### Problem statement
Please output exactly the part of the records below that opens with the line containing "[[288, 106], [284, 100], [308, 157], [48, 91]]" and closes with the line containing "[[299, 189], [227, 178], [223, 144]]", both lines included, and nothing else.

((

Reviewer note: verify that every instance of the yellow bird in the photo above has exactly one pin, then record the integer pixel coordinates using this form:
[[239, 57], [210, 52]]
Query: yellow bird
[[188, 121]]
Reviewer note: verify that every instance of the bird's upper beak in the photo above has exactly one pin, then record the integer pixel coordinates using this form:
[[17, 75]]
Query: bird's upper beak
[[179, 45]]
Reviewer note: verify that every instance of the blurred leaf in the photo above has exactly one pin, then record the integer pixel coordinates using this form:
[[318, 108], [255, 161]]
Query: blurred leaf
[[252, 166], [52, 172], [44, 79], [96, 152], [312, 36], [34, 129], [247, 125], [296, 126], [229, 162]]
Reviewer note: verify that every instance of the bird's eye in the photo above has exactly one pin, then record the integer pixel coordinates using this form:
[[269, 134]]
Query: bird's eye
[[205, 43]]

))
((

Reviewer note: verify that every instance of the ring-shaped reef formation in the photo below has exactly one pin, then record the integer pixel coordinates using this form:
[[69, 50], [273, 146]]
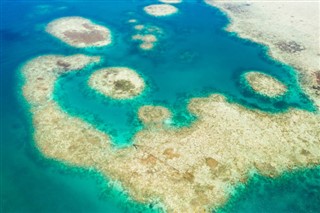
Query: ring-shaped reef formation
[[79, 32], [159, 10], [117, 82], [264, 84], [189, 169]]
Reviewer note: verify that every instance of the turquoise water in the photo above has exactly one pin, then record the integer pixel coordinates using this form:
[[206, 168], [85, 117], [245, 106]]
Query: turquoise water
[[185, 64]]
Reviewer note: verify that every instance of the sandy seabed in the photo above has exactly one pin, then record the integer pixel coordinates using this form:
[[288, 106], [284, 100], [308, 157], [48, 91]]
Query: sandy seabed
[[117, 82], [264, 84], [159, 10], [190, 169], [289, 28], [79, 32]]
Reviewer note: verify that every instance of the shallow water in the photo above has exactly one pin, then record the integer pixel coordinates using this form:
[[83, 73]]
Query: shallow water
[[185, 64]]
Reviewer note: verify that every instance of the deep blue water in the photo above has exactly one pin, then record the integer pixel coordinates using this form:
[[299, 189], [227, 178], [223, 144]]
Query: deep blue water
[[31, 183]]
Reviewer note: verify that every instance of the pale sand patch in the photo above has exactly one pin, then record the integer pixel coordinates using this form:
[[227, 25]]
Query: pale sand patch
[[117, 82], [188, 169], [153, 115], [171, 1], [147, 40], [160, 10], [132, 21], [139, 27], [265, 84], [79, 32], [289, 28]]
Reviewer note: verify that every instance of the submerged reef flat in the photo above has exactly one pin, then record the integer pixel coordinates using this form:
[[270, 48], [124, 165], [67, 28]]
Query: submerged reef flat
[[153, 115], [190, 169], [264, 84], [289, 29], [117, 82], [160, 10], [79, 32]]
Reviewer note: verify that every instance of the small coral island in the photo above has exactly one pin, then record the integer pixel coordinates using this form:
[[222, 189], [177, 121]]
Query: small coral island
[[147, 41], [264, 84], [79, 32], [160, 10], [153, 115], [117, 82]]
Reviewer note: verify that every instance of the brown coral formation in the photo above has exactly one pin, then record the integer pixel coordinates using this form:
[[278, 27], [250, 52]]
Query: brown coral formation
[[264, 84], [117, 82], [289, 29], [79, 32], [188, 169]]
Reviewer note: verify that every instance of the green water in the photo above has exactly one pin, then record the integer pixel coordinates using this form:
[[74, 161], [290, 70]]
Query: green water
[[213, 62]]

))

### Reply to the task
[[288, 106], [284, 100], [308, 157], [48, 91]]
Query: sandy seabed
[[117, 82], [264, 84], [159, 10], [190, 169], [289, 28], [79, 32]]
Reviewer note: verify that every instance of the shallow water in the photo above has exactly one pin, then record the integer pixel coordinates using this form:
[[83, 73]]
Query: shallow water
[[185, 64]]
Reviewer note: verify that every instance of the deep blue water in the photo above has exactly one pin, then record the integer pixel coordinates using this form:
[[299, 189], [227, 178], [223, 144]]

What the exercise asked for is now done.